(Dataset rows)
----

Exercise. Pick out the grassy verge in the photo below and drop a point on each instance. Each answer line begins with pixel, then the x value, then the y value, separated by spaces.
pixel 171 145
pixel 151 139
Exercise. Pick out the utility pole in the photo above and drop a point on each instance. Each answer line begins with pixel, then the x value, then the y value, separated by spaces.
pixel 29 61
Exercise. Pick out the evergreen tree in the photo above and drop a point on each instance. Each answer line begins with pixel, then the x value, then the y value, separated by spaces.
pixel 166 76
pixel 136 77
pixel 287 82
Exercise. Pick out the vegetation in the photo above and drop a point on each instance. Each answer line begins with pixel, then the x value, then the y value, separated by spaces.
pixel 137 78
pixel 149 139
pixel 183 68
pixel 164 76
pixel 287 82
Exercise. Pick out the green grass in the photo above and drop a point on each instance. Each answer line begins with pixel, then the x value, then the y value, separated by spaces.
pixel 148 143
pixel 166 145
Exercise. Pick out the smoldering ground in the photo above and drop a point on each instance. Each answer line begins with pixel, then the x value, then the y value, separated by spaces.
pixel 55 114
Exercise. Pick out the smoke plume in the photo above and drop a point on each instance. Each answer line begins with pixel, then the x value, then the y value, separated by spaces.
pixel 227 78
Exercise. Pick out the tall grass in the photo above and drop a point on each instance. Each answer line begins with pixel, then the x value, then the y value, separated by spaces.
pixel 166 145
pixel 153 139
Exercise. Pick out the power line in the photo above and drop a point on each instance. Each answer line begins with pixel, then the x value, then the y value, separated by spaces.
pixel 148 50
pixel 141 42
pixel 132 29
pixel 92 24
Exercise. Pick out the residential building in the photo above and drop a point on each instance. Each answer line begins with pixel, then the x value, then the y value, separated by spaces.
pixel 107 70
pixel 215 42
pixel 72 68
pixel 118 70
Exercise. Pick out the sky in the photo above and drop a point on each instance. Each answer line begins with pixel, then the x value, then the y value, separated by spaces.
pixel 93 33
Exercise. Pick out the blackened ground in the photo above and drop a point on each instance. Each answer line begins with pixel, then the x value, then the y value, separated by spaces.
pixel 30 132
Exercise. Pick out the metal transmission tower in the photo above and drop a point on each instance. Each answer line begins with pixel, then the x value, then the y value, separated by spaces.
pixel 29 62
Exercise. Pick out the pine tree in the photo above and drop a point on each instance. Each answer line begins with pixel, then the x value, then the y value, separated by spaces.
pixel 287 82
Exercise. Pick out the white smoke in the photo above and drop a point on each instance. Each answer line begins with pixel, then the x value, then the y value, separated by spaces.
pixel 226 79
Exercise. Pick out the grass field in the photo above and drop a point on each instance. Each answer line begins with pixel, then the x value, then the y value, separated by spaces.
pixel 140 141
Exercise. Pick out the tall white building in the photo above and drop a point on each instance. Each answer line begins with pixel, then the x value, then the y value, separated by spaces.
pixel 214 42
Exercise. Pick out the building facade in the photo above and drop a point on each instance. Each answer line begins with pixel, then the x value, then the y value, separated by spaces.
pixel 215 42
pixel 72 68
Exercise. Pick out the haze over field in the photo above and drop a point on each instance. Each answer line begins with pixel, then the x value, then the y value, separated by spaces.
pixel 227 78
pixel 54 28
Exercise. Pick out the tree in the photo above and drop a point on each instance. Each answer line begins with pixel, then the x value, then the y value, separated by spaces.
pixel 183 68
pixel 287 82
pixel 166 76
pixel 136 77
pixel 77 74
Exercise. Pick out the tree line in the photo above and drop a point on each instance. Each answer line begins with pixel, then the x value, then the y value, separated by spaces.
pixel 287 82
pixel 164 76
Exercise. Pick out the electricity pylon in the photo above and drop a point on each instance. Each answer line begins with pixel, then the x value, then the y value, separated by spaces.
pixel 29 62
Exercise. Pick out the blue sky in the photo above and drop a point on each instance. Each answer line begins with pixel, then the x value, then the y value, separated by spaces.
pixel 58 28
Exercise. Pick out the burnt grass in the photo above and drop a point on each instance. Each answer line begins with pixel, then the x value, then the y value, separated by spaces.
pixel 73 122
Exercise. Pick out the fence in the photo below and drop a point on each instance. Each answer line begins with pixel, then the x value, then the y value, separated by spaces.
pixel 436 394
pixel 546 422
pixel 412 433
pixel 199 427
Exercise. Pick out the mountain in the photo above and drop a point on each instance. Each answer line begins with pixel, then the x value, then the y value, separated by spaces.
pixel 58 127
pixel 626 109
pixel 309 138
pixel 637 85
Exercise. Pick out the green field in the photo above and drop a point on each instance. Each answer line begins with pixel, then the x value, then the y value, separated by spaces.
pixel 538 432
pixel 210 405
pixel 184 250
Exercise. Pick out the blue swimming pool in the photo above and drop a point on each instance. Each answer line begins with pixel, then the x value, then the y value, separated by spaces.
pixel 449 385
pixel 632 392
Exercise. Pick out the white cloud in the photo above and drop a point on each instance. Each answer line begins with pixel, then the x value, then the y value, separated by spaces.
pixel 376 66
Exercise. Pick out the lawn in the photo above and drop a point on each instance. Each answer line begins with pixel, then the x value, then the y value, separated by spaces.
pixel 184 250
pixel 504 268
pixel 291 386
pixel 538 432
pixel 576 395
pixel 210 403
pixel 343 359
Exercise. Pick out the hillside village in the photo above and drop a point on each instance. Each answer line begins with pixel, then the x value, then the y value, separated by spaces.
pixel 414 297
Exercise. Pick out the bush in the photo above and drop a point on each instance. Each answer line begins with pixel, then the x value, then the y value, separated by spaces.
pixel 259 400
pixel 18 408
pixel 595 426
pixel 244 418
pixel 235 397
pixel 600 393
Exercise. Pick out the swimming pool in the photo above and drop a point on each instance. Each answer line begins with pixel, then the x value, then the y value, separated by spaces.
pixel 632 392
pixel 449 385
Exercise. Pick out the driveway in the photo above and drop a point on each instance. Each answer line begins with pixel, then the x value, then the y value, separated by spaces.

----

Reproduce every line of the data above verbatim, from the first line to the last, without alteration.

— FINAL RESULT —
Exercise. Pick out the grassy verge in the photo below and drop a point on each instance. Each answer line begins with pixel, then the x value, then the y value, separated by spaces.
pixel 171 145
pixel 151 139
Exercise. Pick out the utility pole in the photo above and drop a point on each instance. Each answer line begins with pixel, then the x value, then the y value, separated by spaces.
pixel 29 61
Exercise. Pick out the evergreen tree in the photo above and drop a point on each instance. Each answer line begins with pixel, then the x value, then the y value, separated by spaces.
pixel 166 76
pixel 136 77
pixel 287 82
Exercise. Pick out the vegetation in the photo above and drop a point on each instance. Each answer line begins with pixel, then the x value, then the y value, separated by spaces.
pixel 137 78
pixel 149 139
pixel 183 68
pixel 164 76
pixel 287 82
Exercise. Pick out the green grass in the photo above and drop a point on each instance. Each answer line begins with pixel, then the x value, then the y value, separated by spaces.
pixel 148 143
pixel 166 145
Exercise. Pick out the smoldering ground in the photo above and drop a point on each instance. Each answer line begins with pixel, then the x value, then the y value, separated by spaces.
pixel 55 114
Exercise. Pick out the smoke plume in the photo above and drop a point on each instance. Each answer line begins with pixel, then the x value, then the y value, separated by spaces.
pixel 227 78
Exercise. Pick out the tall grass in the photo above and drop a point on each instance. Each answer line begins with pixel, then the x value, then the y value, separated by spaces.
pixel 166 145
pixel 153 139
Exercise. Pick out the power line in the photo above and drop a point on each instance. Each answer line begins with pixel, then the x value, then the y value, separated by spaces.
pixel 148 50
pixel 141 42
pixel 132 29
pixel 92 24
Exercise. Pick out the residential building in the photo above and drop a point on each instance. Each answer line begins with pixel, then the x value, then the y value, separated by spaces.
pixel 107 70
pixel 215 42
pixel 72 68
pixel 118 70
Exercise. Pick out the sky in the photo above and drop a point on each instance. Each answer line begins with pixel, then the x value, then the y value, separated by spaces.
pixel 93 33
Exercise. Pick out the blackened ground in the photo above and drop a point on each instance. Each answer line begins with pixel, then the x value, then the y value, separated by spaces.
pixel 30 132
Exercise. Pick out the metal transmission tower in the photo above and drop a point on each instance. Each answer line begins with pixel, then the x value, then the y value, separated by spaces.
pixel 29 62
Exercise. Pick out the pine tree in the photo above and drop a point on each instance. Each answer line begins with pixel, then the x value, then the y value, separated by spaces.
pixel 287 82
Exercise. Pick out the white smoke in the photo above and drop a point on each instance. Each answer line begins with pixel, then the x value, then the y value, separated by spaces.
pixel 226 79
Exercise. Pick out the grass field in the photo above and drop a point on each instance. Each answer line begins with pixel, then the x value, then the y value, separated by spaces.
pixel 140 141
Exercise. Pick out the tall white building in the photo above and drop a point on each instance. Each answer line begins with pixel, then the x value, then the y value, separated by spaces.
pixel 214 42
Exercise. Pick out the building facade in the photo above and drop a point on each instance. Each answer line begins with pixel, then the x value, then the y value, separated by spaces.
pixel 215 42
pixel 72 68
Exercise. Pick out the haze over field in the photo above and drop a point on each instance. Each answer line begins with pixel, then the x value, then the y value, separated by spaces.
pixel 227 78
pixel 54 28
Exercise. Pick out the tree in the photo above and drop a point on each instance. Each answer line begins with pixel, then the x value, then the y value, separated by spaces.
pixel 183 68
pixel 287 82
pixel 166 76
pixel 136 77
pixel 77 74
Exercise. Pick out the tree line in the photo above and drop a point on each instance. Each answer line begins with pixel, then the x value, then the y value, separated by spaces.
pixel 287 82
pixel 164 76
Exercise. Pick out the electricity pylon in the photo above and drop a point on each instance. Each answer line begins with pixel, then the x value, then the y value, separated by spaces.
pixel 29 62
Exercise. Pick out the blue sky in the photo above and drop a point on each instance. Each answer line begins with pixel, then the x value, then the y value, separated by spaces.
pixel 58 28
Exercise. Pick out the burnt grass in the photo above and drop a point on each instance. Each answer line begins with pixel, then the x value, then the y value, separated by spaces.
pixel 73 122
Exercise. Pick out the fence in the photo below and drop a point on each instance. Each answer line begins with pixel, then the x value, then the y value, separated by spaces.
pixel 436 394
pixel 546 422
pixel 412 433
pixel 199 427
Exercise. Pick out the mountain in the photo above and drop a point on each instance. Each answer line begins with pixel, then the x value, then the y value, separated by spaces.
pixel 58 127
pixel 626 109
pixel 309 138
pixel 637 85
Exercise. Pick out the green field in the photo above and drop a point on each instance. Each answer line begins with pixel, then the x value, then the y value, separated by spaces.
pixel 538 432
pixel 210 405
pixel 184 250
Exercise. Pick out the blue swimming pool in the photo above and drop a point on each instance. Each answer line begins with pixel, then the x value, then the y value, separated by spaces.
pixel 449 385
pixel 632 392
Exercise. Pick out the white cloud in the photo above and drop a point on each instance. Each answer line begins with pixel, then the x value, then the y value, separated by spaces.
pixel 376 66
Exercise. Pick out the lawn in the photo above and drop a point on each instance. Each answer line begins with pixel, then the x value, then the y value, separated by spaces.
pixel 184 250
pixel 504 268
pixel 291 386
pixel 538 432
pixel 576 395
pixel 210 403
pixel 343 359
Exercise. Pick out the hillside village in the photo above and drop a point on each instance. Each answer line begins with pixel, then the x value, then the y value, separated by spaces.
pixel 414 297
Exercise. Pick out the bush in the photo above and drop a point on each instance. Each answer line begins with pixel, then the x value, then the y value, separated by spaces.
pixel 259 400
pixel 18 408
pixel 595 426
pixel 244 418
pixel 235 397
pixel 600 393
Exercise. Pick out the swimming pool in the photo above and drop a point on each instance. Each answer line begins with pixel, then the x value, then the y value, separated by spaces.
pixel 632 392
pixel 449 385
Exercise. Pick out the driveway in the photo above and drop a point on each instance. Each answer line begins with pixel, then the x value, then the y value, separated by spaces.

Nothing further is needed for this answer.